Restate the records in their entirety, word for word.

• INFORMATION PROVIDED:
>>>

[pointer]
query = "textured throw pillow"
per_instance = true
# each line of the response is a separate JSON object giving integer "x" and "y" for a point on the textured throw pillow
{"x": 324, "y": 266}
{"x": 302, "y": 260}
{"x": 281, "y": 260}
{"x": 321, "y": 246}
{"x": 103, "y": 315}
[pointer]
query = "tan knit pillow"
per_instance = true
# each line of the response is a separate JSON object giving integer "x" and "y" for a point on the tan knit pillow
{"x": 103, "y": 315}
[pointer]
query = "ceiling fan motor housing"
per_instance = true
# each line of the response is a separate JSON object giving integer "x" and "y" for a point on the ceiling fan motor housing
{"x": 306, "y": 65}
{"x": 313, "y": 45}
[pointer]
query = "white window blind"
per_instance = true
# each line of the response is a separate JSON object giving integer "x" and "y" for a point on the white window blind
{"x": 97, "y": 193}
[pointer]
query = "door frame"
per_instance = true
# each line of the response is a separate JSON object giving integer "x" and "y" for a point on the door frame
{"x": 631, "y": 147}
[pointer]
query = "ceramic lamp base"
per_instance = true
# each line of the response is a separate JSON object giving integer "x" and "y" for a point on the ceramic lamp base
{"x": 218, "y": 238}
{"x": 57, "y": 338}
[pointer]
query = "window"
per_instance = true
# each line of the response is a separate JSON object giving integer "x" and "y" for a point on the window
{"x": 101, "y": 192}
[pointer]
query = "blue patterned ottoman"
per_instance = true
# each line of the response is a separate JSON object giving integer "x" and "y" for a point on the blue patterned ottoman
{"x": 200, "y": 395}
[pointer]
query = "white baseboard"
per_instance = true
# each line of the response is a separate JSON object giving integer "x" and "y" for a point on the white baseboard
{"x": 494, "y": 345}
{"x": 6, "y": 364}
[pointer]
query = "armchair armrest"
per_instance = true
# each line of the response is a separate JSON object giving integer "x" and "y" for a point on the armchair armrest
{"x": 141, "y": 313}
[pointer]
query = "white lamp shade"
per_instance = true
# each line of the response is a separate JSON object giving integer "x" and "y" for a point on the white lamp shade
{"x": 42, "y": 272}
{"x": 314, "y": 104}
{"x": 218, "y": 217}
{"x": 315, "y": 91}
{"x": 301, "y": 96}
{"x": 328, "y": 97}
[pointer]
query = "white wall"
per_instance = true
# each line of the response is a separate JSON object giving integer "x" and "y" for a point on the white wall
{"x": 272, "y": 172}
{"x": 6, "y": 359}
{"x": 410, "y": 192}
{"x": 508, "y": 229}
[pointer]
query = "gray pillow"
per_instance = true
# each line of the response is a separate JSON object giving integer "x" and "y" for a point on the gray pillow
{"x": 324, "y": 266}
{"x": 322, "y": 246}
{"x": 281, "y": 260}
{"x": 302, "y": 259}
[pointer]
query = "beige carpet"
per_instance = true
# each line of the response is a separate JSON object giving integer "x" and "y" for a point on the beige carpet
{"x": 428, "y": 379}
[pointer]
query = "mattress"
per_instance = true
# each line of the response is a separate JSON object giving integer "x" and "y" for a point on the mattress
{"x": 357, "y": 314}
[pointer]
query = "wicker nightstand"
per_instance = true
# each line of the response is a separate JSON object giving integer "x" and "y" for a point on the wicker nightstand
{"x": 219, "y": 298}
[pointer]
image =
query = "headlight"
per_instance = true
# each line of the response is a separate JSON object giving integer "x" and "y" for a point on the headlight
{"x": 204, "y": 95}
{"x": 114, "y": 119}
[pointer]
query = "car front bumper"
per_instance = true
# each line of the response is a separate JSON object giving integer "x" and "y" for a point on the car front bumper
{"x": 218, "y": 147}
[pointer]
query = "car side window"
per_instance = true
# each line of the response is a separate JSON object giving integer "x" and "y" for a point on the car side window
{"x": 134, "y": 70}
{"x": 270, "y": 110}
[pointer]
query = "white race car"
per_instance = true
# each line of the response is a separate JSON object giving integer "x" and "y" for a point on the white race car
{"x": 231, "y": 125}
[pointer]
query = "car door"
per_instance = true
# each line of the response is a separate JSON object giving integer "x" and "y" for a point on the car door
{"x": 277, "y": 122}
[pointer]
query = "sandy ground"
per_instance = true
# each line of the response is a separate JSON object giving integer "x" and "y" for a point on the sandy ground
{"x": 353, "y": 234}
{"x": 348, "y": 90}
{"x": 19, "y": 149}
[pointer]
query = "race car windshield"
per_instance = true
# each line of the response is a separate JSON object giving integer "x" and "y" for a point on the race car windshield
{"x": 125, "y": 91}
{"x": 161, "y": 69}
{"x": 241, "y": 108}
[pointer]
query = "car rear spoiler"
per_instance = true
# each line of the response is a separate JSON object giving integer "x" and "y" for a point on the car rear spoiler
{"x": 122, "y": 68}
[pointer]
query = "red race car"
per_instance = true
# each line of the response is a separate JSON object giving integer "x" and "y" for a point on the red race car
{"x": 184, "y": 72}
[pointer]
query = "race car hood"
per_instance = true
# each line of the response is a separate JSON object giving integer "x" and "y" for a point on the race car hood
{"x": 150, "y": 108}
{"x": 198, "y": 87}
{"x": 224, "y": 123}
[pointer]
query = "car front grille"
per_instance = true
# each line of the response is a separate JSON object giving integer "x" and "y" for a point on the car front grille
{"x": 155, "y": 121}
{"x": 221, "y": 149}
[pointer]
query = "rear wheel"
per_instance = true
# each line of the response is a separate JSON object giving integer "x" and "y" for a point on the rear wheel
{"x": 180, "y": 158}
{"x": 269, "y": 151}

<<<

• EXERCISE RESPONSE:
[pointer]
query = "textured throw pillow"
per_instance = true
# each line of the response is a separate JSON object giving integer "x" and "y" for a point on the textured throw pillow
{"x": 324, "y": 266}
{"x": 302, "y": 260}
{"x": 281, "y": 260}
{"x": 321, "y": 246}
{"x": 103, "y": 315}
[pointer]
query = "tan knit pillow"
per_instance = true
# each line of the response is a separate JSON object giving integer "x" and "y" for a point on the tan knit pillow
{"x": 103, "y": 315}
[pointer]
query = "ceiling fan motor housing"
per_instance = true
# each line of the response is a separate JSON object giving integer "x" and "y" for a point on the ceiling fan motor housing
{"x": 306, "y": 65}
{"x": 313, "y": 45}
[pointer]
query = "white window blind"
per_instance = true
# each line of the response is a separate JSON object giving integer "x" and "y" for a point on the white window blind
{"x": 97, "y": 193}
[pointer]
query = "door frame"
per_instance = true
# each line of the response is a separate JSON object giving integer "x" and "y" for a point on the door frame
{"x": 631, "y": 147}
[pointer]
query = "ceramic lamp base"
per_instance = true
# each line of the response is a separate JSON object giving integer "x" and "y" for a point on the ceramic lamp base
{"x": 218, "y": 238}
{"x": 57, "y": 338}
[pointer]
query = "window"
per_instance = true
# each line of the response is a separate JSON object giving integer "x" and "y" for a point on the window
{"x": 101, "y": 192}
[pointer]
query = "blue patterned ottoman"
per_instance = true
# each line of the response is a separate JSON object giving integer "x" and "y" for a point on the blue patterned ottoman
{"x": 200, "y": 395}
[pointer]
query = "white baseboard"
per_instance = true
# each line of the response is a separate JSON object giving integer "x" and "y" for a point on the white baseboard
{"x": 494, "y": 345}
{"x": 6, "y": 364}
[pointer]
query = "armchair armrest"
per_instance = true
# each line of the response is a separate JSON object giving integer "x" and "y" for a point on the armchair armrest
{"x": 141, "y": 313}
[pointer]
query = "white lamp shade"
per_instance = true
# each line of the response is a separate JSON object giving integer "x" and "y" for a point on the white lamp shade
{"x": 42, "y": 272}
{"x": 314, "y": 104}
{"x": 218, "y": 217}
{"x": 315, "y": 91}
{"x": 301, "y": 96}
{"x": 328, "y": 97}
[pointer]
query = "white wall"
per_instance = true
# each line of the response is a separate JSON object giving integer "x" and "y" for a point on the white wall
{"x": 272, "y": 172}
{"x": 6, "y": 359}
{"x": 410, "y": 192}
{"x": 508, "y": 229}
[pointer]
query = "gray pillow"
per_instance = true
# each line of the response is a separate JSON object giving integer "x" and "y" for a point on the gray pillow
{"x": 324, "y": 266}
{"x": 322, "y": 246}
{"x": 281, "y": 260}
{"x": 302, "y": 259}
[pointer]
query = "beige carpet"
per_instance = true
# each line of the response is a separate JSON object giving integer "x" and "y" for a point on the beige carpet
{"x": 428, "y": 379}
[pointer]
query = "mattress"
per_instance = true
# each line of the response is a separate JSON object giving integer "x" and "y" for a point on the mattress
{"x": 357, "y": 314}
[pointer]
query = "wicker nightstand"
per_instance = true
# each line of the response is a separate JSON object giving integer "x" and "y" for a point on the wicker nightstand
{"x": 219, "y": 298}
[pointer]
image =
query = "headlight"
per_instance = true
# each line of the response is a separate JSON object giving integer "x" and "y" for a point on the headlight
{"x": 204, "y": 95}
{"x": 114, "y": 119}
[pointer]
query = "car front bumper"
per_instance = true
# each line of the response is a separate JSON object giving integer "x" and "y" for a point on the car front bumper
{"x": 218, "y": 147}
[pointer]
query = "car side window"
per_instance = true
# each line of the response is a separate JSON object giving integer "x" and "y" for a point on the car side window
{"x": 134, "y": 70}
{"x": 270, "y": 110}
[pointer]
query = "white race car"
per_instance = true
# each line of the response is a separate JSON object giving integer "x" and "y" for a point on the white race car
{"x": 231, "y": 125}
[pointer]
query = "car door"
per_instance = true
# each line of the response is a separate JSON object giving integer "x" and "y" for a point on the car door
{"x": 277, "y": 122}
[pointer]
query = "sandy ground"
per_instance = true
# each line of the response is a separate JSON object giving integer "x" and "y" for a point on the sandy ground
{"x": 353, "y": 234}
{"x": 348, "y": 90}
{"x": 19, "y": 149}
[pointer]
query = "race car windshield"
per_instance = true
# each line of the response is a separate JSON object giving integer "x" and "y" for a point on the race car windshield
{"x": 125, "y": 91}
{"x": 161, "y": 69}
{"x": 241, "y": 108}
[pointer]
query = "car rear spoiler"
per_instance = true
# each line of the response is a separate JSON object giving integer "x" and "y" for a point on the car rear spoiler
{"x": 122, "y": 68}
[pointer]
query = "red race car"
per_instance = true
# each line of the response is a separate JSON object giving integer "x" and "y" for a point on the red race car
{"x": 184, "y": 72}
[pointer]
query = "race car hood"
per_instance = true
# each line of the response is a separate JSON object giving integer "x" and "y" for a point on the race car hood
{"x": 150, "y": 108}
{"x": 198, "y": 87}
{"x": 224, "y": 123}
[pointer]
query = "car front grille"
per_instance = true
# each line of the response is a separate JSON object giving integer "x" and "y" for a point on the car front grille
{"x": 155, "y": 121}
{"x": 221, "y": 149}
[pointer]
query = "rear wheel"
per_instance = true
# each line of the response is a separate JSON object giving integer "x" and "y" for a point on the rear wheel
{"x": 180, "y": 158}
{"x": 269, "y": 151}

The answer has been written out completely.